**TASK BRIEF**. Tally every line of the records below that includes "fork", and reply with the total alone.
== DATA FOR PROCESSING ==
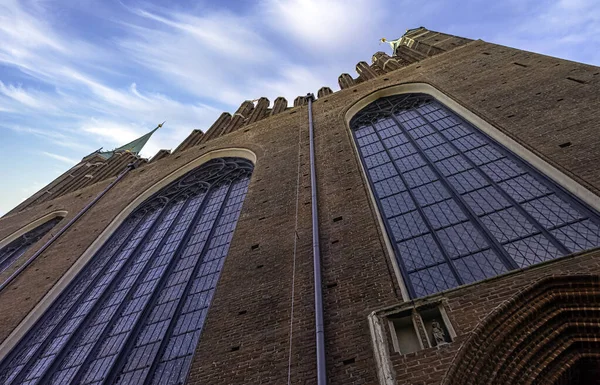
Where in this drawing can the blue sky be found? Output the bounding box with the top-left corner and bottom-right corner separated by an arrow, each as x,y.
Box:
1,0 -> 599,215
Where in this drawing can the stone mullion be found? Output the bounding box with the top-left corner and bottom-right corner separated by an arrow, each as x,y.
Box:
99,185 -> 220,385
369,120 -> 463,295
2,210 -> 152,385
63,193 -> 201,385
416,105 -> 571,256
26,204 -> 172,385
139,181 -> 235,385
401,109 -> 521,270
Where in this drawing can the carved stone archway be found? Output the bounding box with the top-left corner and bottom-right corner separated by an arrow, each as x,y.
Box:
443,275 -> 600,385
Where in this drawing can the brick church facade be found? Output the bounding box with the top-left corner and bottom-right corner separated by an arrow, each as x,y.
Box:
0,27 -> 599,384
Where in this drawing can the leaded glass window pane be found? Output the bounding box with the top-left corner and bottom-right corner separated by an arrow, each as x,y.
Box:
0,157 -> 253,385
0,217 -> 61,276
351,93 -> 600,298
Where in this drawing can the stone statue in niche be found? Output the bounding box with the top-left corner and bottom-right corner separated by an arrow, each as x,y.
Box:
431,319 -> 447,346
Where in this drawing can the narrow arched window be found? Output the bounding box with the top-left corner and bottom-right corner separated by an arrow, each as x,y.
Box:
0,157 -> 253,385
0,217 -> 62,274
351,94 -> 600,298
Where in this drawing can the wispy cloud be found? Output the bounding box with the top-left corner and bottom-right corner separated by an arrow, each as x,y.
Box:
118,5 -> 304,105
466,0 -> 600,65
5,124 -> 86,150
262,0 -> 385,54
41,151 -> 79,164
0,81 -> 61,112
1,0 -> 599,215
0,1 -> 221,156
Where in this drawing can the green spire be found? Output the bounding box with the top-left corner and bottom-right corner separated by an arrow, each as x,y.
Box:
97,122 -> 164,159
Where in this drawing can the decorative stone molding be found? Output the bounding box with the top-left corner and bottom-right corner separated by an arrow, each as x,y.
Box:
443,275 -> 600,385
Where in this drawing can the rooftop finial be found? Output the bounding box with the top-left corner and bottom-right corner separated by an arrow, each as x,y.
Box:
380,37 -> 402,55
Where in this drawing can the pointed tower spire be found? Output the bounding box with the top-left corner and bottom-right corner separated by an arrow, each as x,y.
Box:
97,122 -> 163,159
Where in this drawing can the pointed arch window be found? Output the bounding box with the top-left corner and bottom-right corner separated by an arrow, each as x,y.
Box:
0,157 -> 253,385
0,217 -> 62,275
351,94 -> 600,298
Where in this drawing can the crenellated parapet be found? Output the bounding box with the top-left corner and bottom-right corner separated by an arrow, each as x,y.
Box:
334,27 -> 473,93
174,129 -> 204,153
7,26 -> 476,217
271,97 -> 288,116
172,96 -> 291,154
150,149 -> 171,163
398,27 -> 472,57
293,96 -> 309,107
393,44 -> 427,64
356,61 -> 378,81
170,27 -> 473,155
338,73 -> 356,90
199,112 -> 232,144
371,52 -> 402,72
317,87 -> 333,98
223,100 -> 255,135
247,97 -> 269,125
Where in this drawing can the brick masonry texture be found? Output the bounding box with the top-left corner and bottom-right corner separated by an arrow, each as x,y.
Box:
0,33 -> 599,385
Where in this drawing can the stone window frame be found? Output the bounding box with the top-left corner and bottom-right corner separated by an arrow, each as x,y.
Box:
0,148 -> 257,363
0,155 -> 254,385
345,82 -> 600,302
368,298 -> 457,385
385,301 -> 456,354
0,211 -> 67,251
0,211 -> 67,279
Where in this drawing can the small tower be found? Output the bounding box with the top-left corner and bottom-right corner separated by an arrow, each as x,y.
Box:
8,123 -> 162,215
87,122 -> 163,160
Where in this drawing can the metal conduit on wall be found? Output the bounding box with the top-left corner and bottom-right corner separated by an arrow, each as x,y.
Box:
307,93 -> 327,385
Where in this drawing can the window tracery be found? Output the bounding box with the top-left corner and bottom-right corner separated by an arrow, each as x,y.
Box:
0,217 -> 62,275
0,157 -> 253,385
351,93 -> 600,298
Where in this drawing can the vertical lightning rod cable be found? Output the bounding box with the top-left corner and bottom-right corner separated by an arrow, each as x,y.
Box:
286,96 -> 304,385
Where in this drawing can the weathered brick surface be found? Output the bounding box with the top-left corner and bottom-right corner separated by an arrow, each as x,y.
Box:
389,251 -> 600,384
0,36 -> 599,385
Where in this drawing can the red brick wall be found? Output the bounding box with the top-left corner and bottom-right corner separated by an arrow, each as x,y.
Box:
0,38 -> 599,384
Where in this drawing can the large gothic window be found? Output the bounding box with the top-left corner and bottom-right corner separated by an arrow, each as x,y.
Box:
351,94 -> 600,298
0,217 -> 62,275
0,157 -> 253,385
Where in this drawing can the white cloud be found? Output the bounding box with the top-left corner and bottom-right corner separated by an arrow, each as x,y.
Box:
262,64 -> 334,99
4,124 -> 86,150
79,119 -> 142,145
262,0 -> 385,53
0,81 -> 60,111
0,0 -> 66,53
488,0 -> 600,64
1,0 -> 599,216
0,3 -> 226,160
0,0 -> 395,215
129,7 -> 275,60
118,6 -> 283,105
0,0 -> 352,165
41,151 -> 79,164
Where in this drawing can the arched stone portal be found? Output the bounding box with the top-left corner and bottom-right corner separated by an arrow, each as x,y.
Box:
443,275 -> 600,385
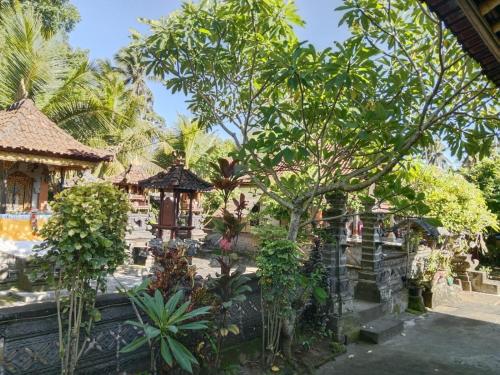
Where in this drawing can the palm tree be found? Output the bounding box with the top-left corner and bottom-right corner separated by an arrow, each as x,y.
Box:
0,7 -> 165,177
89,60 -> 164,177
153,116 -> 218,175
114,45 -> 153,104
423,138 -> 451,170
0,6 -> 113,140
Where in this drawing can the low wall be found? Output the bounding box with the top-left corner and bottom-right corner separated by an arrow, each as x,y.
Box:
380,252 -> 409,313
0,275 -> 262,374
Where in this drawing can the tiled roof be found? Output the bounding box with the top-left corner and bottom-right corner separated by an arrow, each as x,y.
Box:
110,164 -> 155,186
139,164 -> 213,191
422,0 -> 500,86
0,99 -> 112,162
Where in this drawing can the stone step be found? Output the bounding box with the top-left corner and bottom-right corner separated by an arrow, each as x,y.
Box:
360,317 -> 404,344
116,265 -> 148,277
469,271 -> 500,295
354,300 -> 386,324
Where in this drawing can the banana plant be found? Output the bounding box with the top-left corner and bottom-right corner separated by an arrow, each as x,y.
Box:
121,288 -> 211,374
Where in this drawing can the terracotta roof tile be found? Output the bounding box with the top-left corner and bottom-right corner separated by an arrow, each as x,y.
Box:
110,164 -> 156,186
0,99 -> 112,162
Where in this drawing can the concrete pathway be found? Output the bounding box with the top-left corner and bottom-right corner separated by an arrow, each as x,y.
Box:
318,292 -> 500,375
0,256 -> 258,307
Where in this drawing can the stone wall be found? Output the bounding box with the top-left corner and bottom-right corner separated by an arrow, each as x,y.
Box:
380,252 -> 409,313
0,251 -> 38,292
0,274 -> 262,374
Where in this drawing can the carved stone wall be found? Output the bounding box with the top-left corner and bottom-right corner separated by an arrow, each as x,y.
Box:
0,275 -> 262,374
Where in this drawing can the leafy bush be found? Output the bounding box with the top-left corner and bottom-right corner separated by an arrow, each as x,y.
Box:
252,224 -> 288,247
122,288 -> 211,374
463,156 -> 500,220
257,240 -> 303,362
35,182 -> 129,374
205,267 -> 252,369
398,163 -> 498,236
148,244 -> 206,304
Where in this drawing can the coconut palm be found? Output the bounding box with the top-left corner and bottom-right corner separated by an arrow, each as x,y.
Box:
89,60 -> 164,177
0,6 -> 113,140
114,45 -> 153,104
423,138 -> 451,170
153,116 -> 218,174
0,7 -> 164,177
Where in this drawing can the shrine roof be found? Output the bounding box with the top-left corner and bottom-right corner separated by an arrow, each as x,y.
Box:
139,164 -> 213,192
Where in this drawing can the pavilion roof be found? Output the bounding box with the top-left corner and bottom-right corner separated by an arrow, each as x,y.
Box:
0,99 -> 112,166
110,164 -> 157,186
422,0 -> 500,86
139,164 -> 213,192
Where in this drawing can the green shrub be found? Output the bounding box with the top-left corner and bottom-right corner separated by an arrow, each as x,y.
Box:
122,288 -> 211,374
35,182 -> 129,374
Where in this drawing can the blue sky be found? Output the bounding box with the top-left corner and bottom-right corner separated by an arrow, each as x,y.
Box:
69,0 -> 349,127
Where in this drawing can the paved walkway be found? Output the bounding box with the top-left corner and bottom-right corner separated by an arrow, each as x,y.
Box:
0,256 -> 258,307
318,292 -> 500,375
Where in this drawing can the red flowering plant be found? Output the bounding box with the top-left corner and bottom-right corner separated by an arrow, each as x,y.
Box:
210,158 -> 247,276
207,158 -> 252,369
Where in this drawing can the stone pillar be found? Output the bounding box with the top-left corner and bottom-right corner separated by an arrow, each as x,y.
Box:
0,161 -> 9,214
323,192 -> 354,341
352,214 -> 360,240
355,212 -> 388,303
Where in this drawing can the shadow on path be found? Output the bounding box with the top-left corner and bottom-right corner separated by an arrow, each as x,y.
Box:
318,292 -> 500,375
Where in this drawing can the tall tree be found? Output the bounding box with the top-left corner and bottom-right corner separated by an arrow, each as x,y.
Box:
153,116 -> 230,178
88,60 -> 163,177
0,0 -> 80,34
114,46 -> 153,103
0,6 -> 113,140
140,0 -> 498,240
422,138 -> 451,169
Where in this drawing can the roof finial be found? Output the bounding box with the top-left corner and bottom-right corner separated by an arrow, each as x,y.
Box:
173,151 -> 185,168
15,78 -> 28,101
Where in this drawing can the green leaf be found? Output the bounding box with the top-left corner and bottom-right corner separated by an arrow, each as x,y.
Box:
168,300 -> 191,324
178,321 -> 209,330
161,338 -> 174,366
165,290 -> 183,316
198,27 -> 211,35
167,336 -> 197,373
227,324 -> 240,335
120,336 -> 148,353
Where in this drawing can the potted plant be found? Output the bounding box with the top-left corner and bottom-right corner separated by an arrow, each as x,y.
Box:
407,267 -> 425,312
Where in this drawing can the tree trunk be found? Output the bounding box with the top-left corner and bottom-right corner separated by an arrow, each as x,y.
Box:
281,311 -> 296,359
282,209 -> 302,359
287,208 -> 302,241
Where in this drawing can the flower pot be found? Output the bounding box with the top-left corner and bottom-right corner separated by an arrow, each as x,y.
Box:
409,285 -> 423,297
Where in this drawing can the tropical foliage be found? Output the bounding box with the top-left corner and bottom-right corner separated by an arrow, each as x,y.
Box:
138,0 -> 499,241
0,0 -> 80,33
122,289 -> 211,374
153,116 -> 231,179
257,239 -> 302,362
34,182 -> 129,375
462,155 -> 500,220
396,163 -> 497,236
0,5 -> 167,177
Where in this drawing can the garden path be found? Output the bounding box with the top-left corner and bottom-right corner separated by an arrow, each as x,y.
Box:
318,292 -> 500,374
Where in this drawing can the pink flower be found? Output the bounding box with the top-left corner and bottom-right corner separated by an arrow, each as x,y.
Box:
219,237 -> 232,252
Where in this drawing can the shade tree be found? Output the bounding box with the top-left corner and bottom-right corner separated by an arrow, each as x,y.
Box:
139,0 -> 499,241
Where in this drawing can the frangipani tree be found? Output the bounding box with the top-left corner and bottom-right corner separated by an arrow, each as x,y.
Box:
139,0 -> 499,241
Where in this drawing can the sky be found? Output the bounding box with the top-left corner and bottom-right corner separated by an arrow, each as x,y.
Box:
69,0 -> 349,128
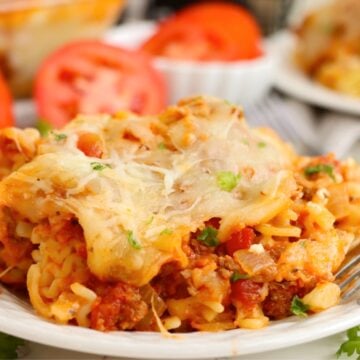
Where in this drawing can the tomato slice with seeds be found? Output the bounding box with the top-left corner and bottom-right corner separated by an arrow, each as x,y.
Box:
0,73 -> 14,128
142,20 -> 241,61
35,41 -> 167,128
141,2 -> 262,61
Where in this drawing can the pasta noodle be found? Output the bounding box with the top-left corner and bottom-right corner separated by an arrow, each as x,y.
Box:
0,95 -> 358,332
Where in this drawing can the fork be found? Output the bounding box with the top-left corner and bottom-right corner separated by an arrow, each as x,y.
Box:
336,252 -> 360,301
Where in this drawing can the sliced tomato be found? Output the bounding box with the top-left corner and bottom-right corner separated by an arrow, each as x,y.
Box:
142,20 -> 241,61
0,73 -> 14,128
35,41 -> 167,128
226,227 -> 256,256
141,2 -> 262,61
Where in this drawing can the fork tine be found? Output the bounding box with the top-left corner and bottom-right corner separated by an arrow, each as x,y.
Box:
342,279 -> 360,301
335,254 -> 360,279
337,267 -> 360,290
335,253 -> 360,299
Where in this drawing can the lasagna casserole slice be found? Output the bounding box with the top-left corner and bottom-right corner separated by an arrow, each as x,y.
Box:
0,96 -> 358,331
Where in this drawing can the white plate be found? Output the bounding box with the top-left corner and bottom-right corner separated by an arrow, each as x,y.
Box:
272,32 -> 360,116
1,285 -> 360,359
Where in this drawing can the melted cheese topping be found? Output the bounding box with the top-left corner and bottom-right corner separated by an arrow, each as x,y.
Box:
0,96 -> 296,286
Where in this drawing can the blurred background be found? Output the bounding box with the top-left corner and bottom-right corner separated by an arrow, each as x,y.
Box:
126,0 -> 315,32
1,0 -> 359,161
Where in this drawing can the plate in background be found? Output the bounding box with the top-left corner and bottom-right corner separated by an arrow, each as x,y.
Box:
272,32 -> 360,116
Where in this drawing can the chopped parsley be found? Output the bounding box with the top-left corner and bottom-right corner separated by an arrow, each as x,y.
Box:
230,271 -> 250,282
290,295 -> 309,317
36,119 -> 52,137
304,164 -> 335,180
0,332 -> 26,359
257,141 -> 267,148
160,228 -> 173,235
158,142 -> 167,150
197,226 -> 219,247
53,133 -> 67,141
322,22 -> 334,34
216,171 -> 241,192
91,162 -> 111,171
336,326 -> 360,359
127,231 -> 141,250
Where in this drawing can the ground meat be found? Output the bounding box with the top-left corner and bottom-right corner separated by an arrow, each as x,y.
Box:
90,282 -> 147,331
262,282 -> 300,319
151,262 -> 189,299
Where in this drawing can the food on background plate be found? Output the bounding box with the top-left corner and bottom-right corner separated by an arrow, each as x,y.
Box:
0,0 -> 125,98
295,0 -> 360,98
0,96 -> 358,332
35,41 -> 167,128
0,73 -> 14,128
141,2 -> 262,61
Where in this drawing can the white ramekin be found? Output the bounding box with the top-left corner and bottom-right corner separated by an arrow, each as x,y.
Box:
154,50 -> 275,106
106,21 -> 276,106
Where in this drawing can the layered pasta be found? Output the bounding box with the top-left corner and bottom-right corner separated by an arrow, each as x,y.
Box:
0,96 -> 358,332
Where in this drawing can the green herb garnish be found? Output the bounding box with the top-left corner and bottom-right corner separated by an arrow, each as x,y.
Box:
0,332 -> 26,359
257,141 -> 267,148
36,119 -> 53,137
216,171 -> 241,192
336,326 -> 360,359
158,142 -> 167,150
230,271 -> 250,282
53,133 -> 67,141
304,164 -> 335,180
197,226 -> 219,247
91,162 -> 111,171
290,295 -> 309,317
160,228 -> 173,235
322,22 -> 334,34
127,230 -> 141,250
===
**RESPONSE FOR THIS EXERCISE**. 2